Entries from a dataset:
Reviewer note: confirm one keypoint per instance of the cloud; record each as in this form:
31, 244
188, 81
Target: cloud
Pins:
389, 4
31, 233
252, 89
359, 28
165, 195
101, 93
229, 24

## Exercise description
Convert the listing above into a JSON array of strings, one string per line, omitting any blank lines.

## Answer for the task
[
  "Reviewer note: confirm one keypoint per instance of the cloud; record each as in this form:",
  "31, 244",
  "188, 81",
  "Target: cloud",
  "Pins:",
  "389, 4",
  "31, 233",
  "252, 89",
  "359, 28",
  "165, 195",
  "101, 93",
  "229, 24"
]